Exercise prompt:
Print the following lines verbatim, keeping every character and line break unchanged.

Data for the task:
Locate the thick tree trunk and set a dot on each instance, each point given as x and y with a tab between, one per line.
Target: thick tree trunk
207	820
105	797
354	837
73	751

Expected answer:
Locate the thick tree trunk and set a dot on each instance, each point given as x and y with a tab between, one per line.
Target: thick tree trunk
207	820
105	797
354	837
73	751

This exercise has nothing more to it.